Excerpted passage:

How does DataLad represent modifications to data?

As DataLad always tracks files individually, datalad status (or, alternatively, git status or git annex status) will show modifications on the level of individual files:

$ datalad status
  deleted: /home/me/DVCvsDL/DVC-DataLad/data/raw/val/n01440764/n01440764_12021.JPEG (symlink)

$ git status
  On branch master
  Your branch is ahead of 'origin/master' by 2 commits.
    (use "git push" to publish your local commits)

  Changes not staged for commit:
    (use "git add/rm <file>..." to update what will be committed)
    (use "git restore <file>..." to discard changes in working directory)
      deleted:    data/raw/val/n01440764/n01440764_12021.JPEG

$ git annex status
  D data/raw/val/n01440764/n01440764_12021.JPEG

5.1.3. Sharing data

In the second part of the tutorial, the versioned data is transferred to a local directory to demonstrate data sharing.

The general mechanisms of DVC and DataLad data sharing are similar: (Large) data files are kept somewhere where potentially large files can be stored. They can be retrieved on demand as the location information is stored in Git. DVC uses the term “data remote” to refer to external storage locations for (large) data, whereas DataLad would refer to them as (storage-) siblings.

Set problem:
Transcribe everything in the DataLad passage from "As DataLad always" down to "will be committed)", including both. The listing that comes next has nothing to do with the DataLad passage.

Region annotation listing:

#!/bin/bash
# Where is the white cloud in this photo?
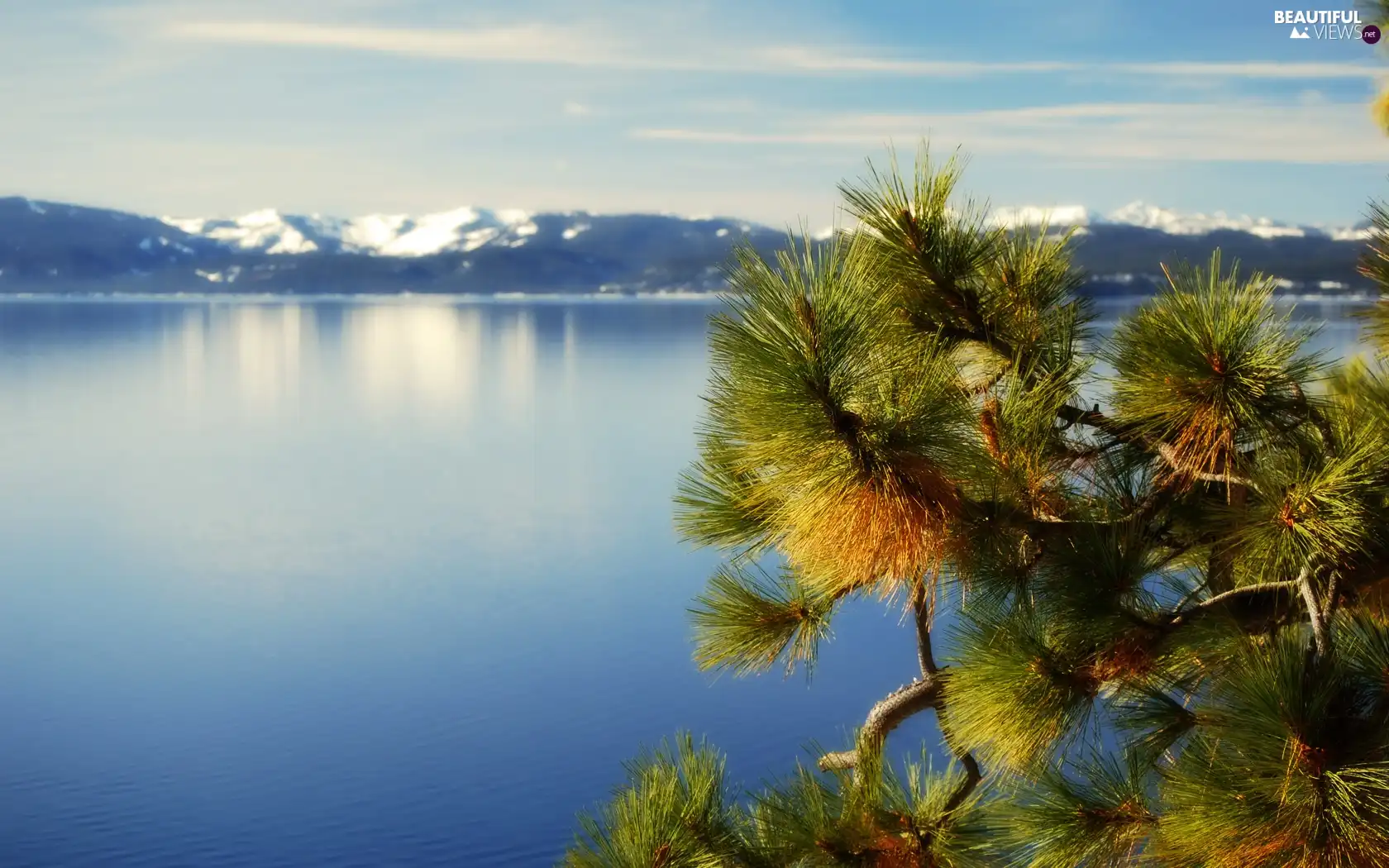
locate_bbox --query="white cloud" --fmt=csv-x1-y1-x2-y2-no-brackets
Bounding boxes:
159,20,1385,80
631,103,1389,164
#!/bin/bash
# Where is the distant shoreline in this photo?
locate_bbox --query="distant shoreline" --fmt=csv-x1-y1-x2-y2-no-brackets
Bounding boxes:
0,290,1381,304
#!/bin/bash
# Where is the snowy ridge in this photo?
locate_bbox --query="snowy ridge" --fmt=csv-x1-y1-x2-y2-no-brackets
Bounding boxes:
163,207,542,257
989,202,1371,241
163,202,1371,257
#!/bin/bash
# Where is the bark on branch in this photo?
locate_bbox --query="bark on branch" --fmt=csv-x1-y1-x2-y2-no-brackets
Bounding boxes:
819,678,940,770
1167,579,1299,627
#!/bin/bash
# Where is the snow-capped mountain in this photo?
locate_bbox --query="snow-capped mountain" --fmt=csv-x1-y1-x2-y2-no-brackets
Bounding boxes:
164,207,544,257
0,198,1369,294
989,202,1369,241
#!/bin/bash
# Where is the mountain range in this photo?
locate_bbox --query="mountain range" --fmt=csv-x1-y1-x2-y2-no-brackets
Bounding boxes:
0,198,1369,294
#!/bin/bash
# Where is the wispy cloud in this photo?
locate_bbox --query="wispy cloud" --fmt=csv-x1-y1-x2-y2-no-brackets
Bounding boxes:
159,20,1385,79
631,103,1389,164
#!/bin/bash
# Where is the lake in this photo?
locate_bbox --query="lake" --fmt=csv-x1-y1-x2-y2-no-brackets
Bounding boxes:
0,298,1372,868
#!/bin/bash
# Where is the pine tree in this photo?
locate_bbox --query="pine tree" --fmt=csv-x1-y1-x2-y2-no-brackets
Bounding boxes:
566,145,1389,868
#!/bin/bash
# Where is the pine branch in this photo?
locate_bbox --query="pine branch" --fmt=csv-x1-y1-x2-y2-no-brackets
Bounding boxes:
914,597,983,817
1297,564,1330,657
819,676,942,770
1057,404,1258,492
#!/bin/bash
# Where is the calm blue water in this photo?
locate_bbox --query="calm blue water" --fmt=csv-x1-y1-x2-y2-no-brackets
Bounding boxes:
0,295,1354,868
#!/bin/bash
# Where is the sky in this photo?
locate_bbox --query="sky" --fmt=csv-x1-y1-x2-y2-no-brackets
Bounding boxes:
0,0,1389,227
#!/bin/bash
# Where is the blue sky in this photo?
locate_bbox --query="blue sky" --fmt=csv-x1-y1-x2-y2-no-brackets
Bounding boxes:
0,0,1389,225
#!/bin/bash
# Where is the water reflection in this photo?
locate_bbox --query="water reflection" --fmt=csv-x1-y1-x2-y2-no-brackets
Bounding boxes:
341,304,484,411
496,310,536,422
227,304,315,408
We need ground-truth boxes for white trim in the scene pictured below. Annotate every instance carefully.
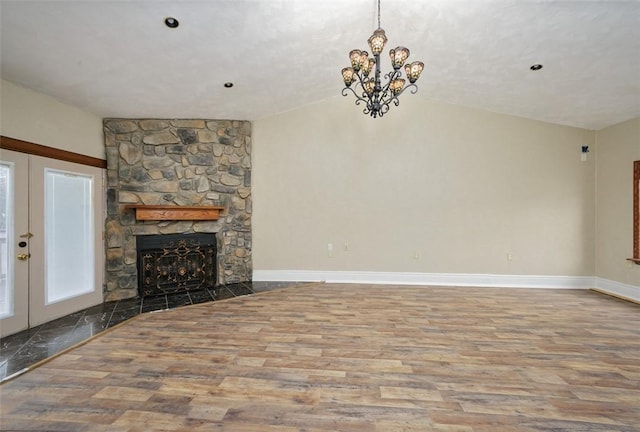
[596,278,640,302]
[253,270,596,289]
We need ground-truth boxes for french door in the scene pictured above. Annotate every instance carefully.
[0,150,104,336]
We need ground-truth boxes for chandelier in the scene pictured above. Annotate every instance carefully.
[342,0,424,118]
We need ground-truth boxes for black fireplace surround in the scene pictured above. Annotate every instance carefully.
[136,233,218,297]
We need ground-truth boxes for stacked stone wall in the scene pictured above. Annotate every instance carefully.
[104,119,252,300]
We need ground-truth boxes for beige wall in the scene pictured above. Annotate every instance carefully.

Reply to the task:
As DataLad always tracks files individually, datalad status (or, alternatively, git status or git annex status) will show modifications on the level of individual files:

$ datalad status
  deleted: /home/me/DVCvsDL/DVC-DataLad/data/raw/val/n01440764/n01440764_12021.JPEG (symlink)

$ git status
  On branch master
  Your branch is ahead of 'origin/master' by 2 commits.
    (use "git push" to publish your local commits)

  Changes not staged for commit:
    (use "git add/rm <file>..." to update what will be committed)